Image outline annotation listing:
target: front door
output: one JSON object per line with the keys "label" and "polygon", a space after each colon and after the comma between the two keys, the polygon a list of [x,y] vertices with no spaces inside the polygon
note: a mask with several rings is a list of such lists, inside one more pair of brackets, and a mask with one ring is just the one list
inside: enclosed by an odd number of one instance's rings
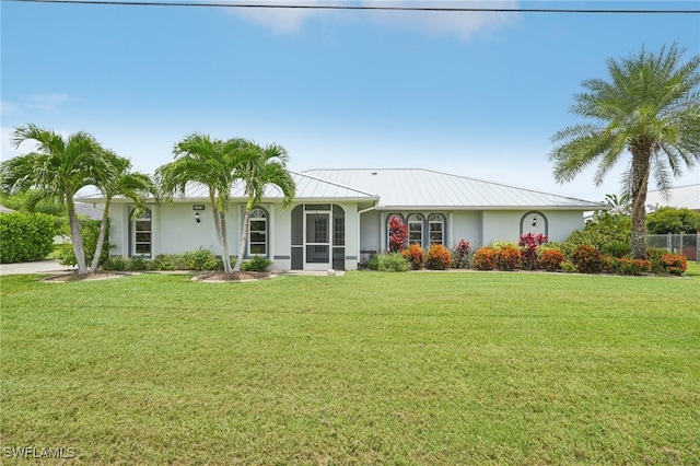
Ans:
{"label": "front door", "polygon": [[327,270],[330,268],[330,212],[305,213],[304,269]]}

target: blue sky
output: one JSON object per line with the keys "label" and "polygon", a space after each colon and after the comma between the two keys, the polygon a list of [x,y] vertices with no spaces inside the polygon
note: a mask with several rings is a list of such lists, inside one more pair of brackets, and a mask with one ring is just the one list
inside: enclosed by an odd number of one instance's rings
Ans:
{"label": "blue sky", "polygon": [[[246,3],[258,3],[247,1]],[[290,4],[290,1],[279,3]],[[299,1],[303,4],[338,4]],[[351,4],[693,9],[699,1]],[[346,4],[348,4],[346,2]],[[587,200],[555,183],[551,136],[608,58],[677,43],[700,14],[318,11],[1,3],[2,159],[27,123],[94,135],[152,173],[194,131],[283,145],[295,171],[423,167]],[[700,183],[686,171],[675,185]],[[653,187],[650,187],[653,188]]]}

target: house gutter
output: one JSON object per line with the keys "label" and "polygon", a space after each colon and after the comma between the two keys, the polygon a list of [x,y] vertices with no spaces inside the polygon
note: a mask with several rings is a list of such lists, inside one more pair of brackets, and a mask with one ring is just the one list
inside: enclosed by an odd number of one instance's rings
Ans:
{"label": "house gutter", "polygon": [[361,225],[361,221],[360,220],[361,220],[363,213],[370,212],[372,210],[376,210],[376,203],[377,203],[377,200],[375,199],[371,207],[368,207],[366,209],[358,210],[358,265],[360,264],[360,256],[362,254],[362,246],[361,246],[362,232],[361,232],[361,229],[360,229],[360,225]]}

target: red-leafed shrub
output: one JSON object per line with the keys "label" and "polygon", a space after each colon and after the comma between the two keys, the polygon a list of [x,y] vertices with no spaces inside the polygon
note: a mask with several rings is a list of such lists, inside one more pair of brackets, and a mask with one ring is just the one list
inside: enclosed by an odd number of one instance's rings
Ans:
{"label": "red-leafed shrub", "polygon": [[517,245],[522,247],[524,269],[534,270],[537,268],[537,248],[545,243],[547,243],[547,236],[541,233],[527,233],[521,235],[521,240]]}
{"label": "red-leafed shrub", "polygon": [[401,255],[408,260],[413,270],[423,267],[423,248],[419,244],[413,243],[406,249],[401,251]]}
{"label": "red-leafed shrub", "polygon": [[521,249],[515,246],[503,246],[495,252],[495,268],[499,270],[515,270],[522,261]]}
{"label": "red-leafed shrub", "polygon": [[545,249],[537,259],[539,268],[549,271],[559,270],[563,261],[564,253],[558,249]]}
{"label": "red-leafed shrub", "polygon": [[664,254],[661,256],[661,263],[670,275],[682,275],[688,268],[688,260],[682,254]]}
{"label": "red-leafed shrub", "polygon": [[593,246],[584,244],[578,246],[571,255],[571,261],[580,273],[600,273],[603,271],[603,255]]}
{"label": "red-leafed shrub", "polygon": [[442,244],[433,244],[428,251],[425,267],[431,270],[445,270],[452,265],[452,255]]}
{"label": "red-leafed shrub", "polygon": [[471,267],[477,270],[494,270],[495,269],[495,249],[492,247],[482,247],[474,253]]}
{"label": "red-leafed shrub", "polygon": [[389,220],[389,252],[398,253],[406,246],[408,240],[408,226],[398,217]]}

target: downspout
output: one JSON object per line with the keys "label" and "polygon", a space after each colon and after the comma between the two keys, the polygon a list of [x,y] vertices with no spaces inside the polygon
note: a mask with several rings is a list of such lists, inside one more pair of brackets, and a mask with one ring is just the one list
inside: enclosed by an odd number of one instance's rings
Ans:
{"label": "downspout", "polygon": [[376,209],[376,199],[373,201],[371,207],[368,207],[366,209],[362,209],[362,210],[358,210],[358,264],[360,264],[360,260],[362,259],[362,242],[361,242],[361,236],[362,236],[362,231],[360,229],[360,218],[363,213],[369,212],[371,210],[375,210]]}

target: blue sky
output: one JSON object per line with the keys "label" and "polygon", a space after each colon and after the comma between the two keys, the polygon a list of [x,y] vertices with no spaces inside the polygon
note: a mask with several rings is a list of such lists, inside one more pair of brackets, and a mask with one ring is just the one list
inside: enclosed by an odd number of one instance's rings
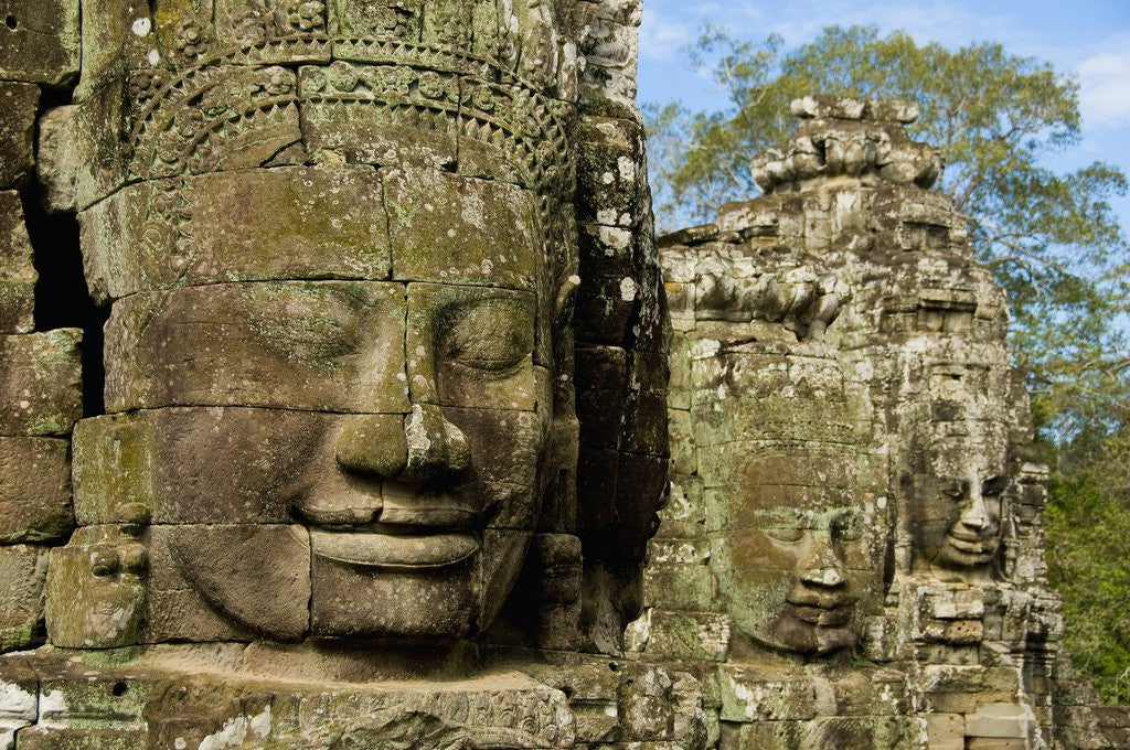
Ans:
{"label": "blue sky", "polygon": [[[1000,42],[1015,54],[1051,61],[1079,77],[1083,142],[1057,168],[1102,159],[1130,173],[1130,0],[644,0],[640,99],[680,99],[692,108],[723,106],[722,93],[693,70],[681,47],[703,23],[760,41],[772,33],[788,46],[829,24],[877,24],[920,43],[950,47]],[[1130,198],[1115,202],[1130,230]]]}

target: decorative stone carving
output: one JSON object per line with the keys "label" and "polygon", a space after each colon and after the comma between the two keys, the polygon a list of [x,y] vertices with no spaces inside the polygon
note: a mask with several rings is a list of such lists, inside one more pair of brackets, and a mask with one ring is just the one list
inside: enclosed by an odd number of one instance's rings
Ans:
{"label": "decorative stone carving", "polygon": [[[667,495],[638,2],[81,15],[37,178],[111,307],[106,413],[51,646],[0,662],[40,675],[19,747],[702,747],[693,678],[611,661]],[[66,537],[69,489],[3,530]]]}

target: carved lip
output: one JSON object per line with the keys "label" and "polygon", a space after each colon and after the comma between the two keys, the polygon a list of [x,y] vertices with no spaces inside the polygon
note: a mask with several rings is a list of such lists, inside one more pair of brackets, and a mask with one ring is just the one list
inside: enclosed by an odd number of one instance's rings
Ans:
{"label": "carved lip", "polygon": [[314,555],[368,568],[426,570],[445,568],[479,551],[479,540],[466,533],[419,535],[310,530]]}
{"label": "carved lip", "polygon": [[984,555],[986,549],[985,540],[982,537],[957,535],[953,532],[946,535],[946,541],[958,552],[966,555]]}
{"label": "carved lip", "polygon": [[843,627],[851,620],[850,604],[841,607],[809,607],[789,602],[789,609],[792,617],[801,622],[808,622],[822,628]]}
{"label": "carved lip", "polygon": [[793,618],[826,628],[847,625],[854,603],[854,598],[846,592],[816,591],[803,586],[785,598],[785,605]]}

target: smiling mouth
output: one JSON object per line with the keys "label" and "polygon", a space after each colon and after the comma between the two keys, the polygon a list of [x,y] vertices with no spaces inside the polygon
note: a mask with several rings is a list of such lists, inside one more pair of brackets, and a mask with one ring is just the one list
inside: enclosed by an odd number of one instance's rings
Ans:
{"label": "smiling mouth", "polygon": [[365,568],[436,570],[460,565],[481,548],[480,514],[447,492],[385,481],[375,492],[327,499],[299,506],[315,557]]}
{"label": "smiling mouth", "polygon": [[854,602],[844,595],[815,594],[805,592],[789,595],[785,608],[790,616],[801,622],[818,628],[841,628],[851,620]]}
{"label": "smiling mouth", "polygon": [[950,532],[946,534],[946,541],[955,550],[965,555],[985,555],[989,551],[985,546],[985,540],[981,537],[955,534],[954,532]]}
{"label": "smiling mouth", "polygon": [[434,570],[459,565],[479,551],[468,533],[388,534],[311,529],[315,556],[367,568]]}

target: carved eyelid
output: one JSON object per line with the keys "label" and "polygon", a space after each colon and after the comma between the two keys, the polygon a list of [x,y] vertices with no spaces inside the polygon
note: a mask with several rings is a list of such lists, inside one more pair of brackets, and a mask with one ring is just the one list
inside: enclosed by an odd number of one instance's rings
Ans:
{"label": "carved eyelid", "polygon": [[[505,324],[496,326],[495,333],[498,333],[499,335],[490,337],[489,339],[481,335],[470,335],[466,337],[463,341],[458,340],[460,329],[471,324],[475,315],[481,314],[484,311],[489,311],[490,308],[499,307],[508,308],[506,311],[507,314],[504,315],[506,320],[523,321],[527,317],[527,311],[524,307],[516,300],[506,297],[485,297],[473,302],[462,302],[452,305],[447,311],[445,311],[441,319],[444,323],[442,324],[442,330],[438,332],[441,349],[444,354],[467,367],[475,367],[490,372],[506,372],[521,364],[522,360],[533,351],[532,331],[528,331],[524,325],[521,328],[518,325]],[[489,320],[480,321],[480,323],[488,324],[494,322],[495,321]],[[480,331],[472,331],[472,333],[480,333]],[[529,341],[523,340],[527,337],[529,337]],[[473,348],[476,345],[481,346],[484,342],[487,342],[494,350],[496,350],[499,345],[506,345],[510,346],[513,351],[504,350],[504,356],[501,357],[476,357],[473,352],[469,356],[469,348]],[[511,346],[515,342],[519,342],[520,346]],[[470,345],[470,347],[468,345]]]}

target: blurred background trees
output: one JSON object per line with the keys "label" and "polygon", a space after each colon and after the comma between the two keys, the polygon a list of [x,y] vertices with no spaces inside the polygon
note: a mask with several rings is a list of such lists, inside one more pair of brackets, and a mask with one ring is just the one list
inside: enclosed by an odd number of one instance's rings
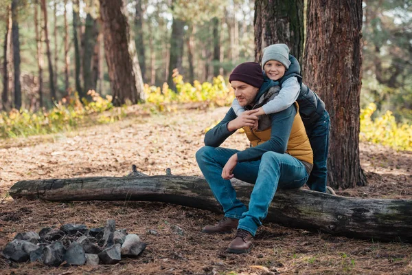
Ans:
{"label": "blurred background trees", "polygon": [[[279,41],[302,61],[307,3],[275,0],[124,0],[144,83],[174,88],[227,77]],[[361,106],[412,119],[412,3],[363,1]],[[255,11],[256,12],[255,12]],[[0,0],[2,110],[52,106],[67,93],[113,95],[98,0]],[[117,34],[119,35],[119,34]],[[47,67],[45,67],[47,66]],[[310,76],[304,76],[310,77]]]}

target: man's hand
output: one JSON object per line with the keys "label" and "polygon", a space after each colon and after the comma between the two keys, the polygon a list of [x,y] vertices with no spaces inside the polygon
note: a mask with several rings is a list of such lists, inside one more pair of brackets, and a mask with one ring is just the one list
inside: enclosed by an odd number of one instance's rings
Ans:
{"label": "man's hand", "polygon": [[255,122],[258,120],[255,114],[258,111],[258,109],[244,111],[240,116],[227,124],[227,129],[231,132],[245,126],[253,127]]}
{"label": "man's hand", "polygon": [[222,177],[225,179],[230,179],[234,177],[233,169],[238,164],[238,154],[234,154],[226,162],[223,170],[222,170]]}

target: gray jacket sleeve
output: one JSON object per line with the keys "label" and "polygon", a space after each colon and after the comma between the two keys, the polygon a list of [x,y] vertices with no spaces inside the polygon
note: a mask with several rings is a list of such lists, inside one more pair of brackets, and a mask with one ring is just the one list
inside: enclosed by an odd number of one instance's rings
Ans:
{"label": "gray jacket sleeve", "polygon": [[272,121],[271,139],[255,147],[238,152],[238,161],[242,162],[260,160],[262,155],[268,151],[284,154],[288,148],[288,142],[296,111],[296,107],[291,105],[284,111],[271,115]]}
{"label": "gray jacket sleeve", "polygon": [[218,147],[227,138],[236,131],[229,132],[227,130],[229,122],[236,118],[236,114],[231,108],[225,116],[225,118],[216,126],[211,129],[205,135],[205,145]]}
{"label": "gray jacket sleeve", "polygon": [[286,109],[296,101],[299,92],[300,85],[297,81],[297,78],[294,76],[288,78],[282,84],[277,96],[262,107],[264,113],[268,115]]}
{"label": "gray jacket sleeve", "polygon": [[232,109],[238,116],[240,116],[244,111],[244,108],[239,104],[239,102],[236,98],[233,99],[232,102]]}

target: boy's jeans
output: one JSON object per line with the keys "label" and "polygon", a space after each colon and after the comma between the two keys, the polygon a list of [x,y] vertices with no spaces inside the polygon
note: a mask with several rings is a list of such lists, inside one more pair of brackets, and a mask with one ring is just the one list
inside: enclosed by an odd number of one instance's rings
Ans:
{"label": "boy's jeans", "polygon": [[225,216],[240,219],[238,228],[255,236],[268,214],[277,188],[299,188],[305,184],[309,175],[300,161],[286,153],[266,152],[260,160],[238,163],[233,170],[235,177],[255,184],[248,210],[236,198],[230,181],[222,177],[225,164],[238,152],[234,149],[205,146],[196,152],[196,159],[214,197],[223,207]]}
{"label": "boy's jeans", "polygon": [[306,184],[314,191],[326,192],[330,128],[330,118],[329,113],[325,111],[323,116],[306,129],[313,151],[313,168]]}

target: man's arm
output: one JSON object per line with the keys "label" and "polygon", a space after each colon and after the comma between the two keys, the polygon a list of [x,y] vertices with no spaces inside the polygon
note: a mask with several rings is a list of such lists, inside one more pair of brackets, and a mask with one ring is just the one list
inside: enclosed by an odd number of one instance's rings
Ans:
{"label": "man's arm", "polygon": [[271,139],[255,147],[248,148],[238,153],[238,162],[249,162],[260,160],[268,151],[284,153],[288,148],[288,141],[296,116],[296,107],[290,106],[286,109],[271,116],[272,131]]}
{"label": "man's arm", "polygon": [[205,135],[205,145],[218,147],[236,130],[245,126],[253,126],[258,117],[254,115],[256,110],[246,111],[236,116],[231,108],[225,118],[216,126]]}

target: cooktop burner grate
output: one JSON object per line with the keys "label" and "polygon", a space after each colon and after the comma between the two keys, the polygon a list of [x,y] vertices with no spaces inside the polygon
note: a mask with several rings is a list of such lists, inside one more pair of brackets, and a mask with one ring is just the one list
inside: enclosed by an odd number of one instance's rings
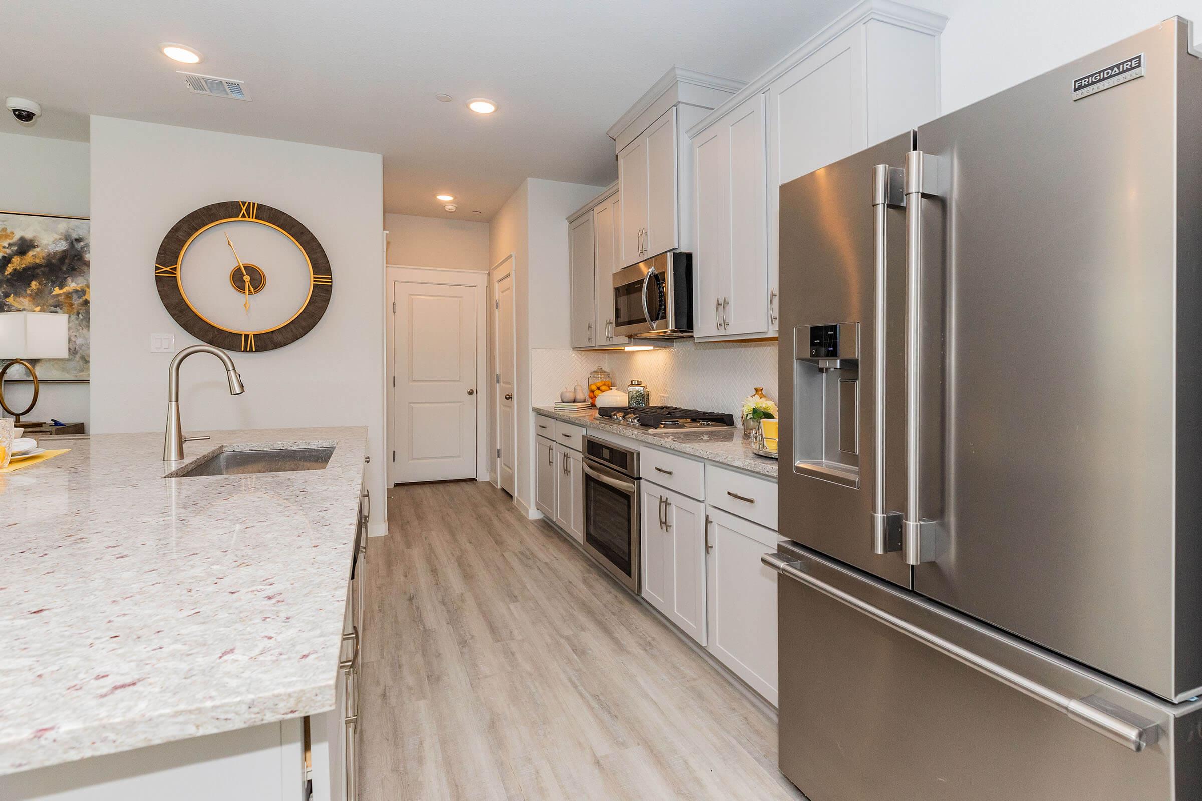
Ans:
{"label": "cooktop burner grate", "polygon": [[733,414],[703,412],[680,406],[608,406],[597,410],[597,416],[624,425],[661,431],[733,428],[734,425]]}

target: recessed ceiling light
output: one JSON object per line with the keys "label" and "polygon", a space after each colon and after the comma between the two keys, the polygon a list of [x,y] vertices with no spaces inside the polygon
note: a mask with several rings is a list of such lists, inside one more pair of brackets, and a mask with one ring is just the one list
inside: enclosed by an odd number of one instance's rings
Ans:
{"label": "recessed ceiling light", "polygon": [[201,55],[197,50],[194,50],[192,48],[188,47],[186,44],[177,44],[175,42],[162,42],[161,44],[159,44],[159,49],[162,50],[162,54],[166,55],[168,59],[182,61],[184,64],[200,64],[201,61],[204,60],[203,55]]}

Task directions:
Update the stretch of the listing from the line with "target: recessed ceiling light" through the end of the listing, swapping "vertices" for "points" and leaving everything else the same.

Solution to this problem:
target: recessed ceiling light
output: one JSON object per line with the keys "label" and "polygon", a space after each colon and after the comma between the two keys, the polygon a list of [x,y] points with no spaces inside the polygon
note: a mask with several rings is a list of such lists, inside one more pair of brackets, and a mask with one ring is just the one list
inside: enclosed by an odd number of one instance's rings
Ans:
{"label": "recessed ceiling light", "polygon": [[201,55],[197,50],[194,50],[192,48],[188,47],[186,44],[177,44],[175,42],[162,42],[161,44],[159,44],[159,49],[162,50],[162,54],[166,55],[168,59],[182,61],[184,64],[200,64],[201,61],[204,60],[203,55]]}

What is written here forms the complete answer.